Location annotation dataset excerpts

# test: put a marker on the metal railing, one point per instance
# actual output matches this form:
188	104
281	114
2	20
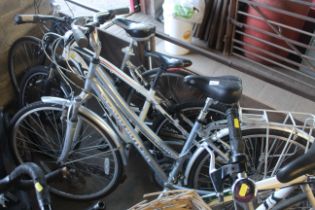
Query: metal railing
282	38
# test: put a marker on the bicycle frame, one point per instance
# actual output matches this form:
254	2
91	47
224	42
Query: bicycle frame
99	82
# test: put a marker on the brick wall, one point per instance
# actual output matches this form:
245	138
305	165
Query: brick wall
9	33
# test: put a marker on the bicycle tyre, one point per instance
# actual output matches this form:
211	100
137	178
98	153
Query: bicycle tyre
22	48
46	149
250	135
292	202
33	86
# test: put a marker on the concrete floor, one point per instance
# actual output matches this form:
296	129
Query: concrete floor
139	178
139	181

Exercise objective -
Reproduce only the stretch of records from the line containing "# test: put a marker on the concrete" through the end of the records, requests included, increasing every answer coordinate by 112 and leaving all other lines unchanged.

Solution to this task -
# test: put a marker on the concrete floor, one point per instance
# actual output matches this form:
296	129
Query: concrete floor
251	290
251	293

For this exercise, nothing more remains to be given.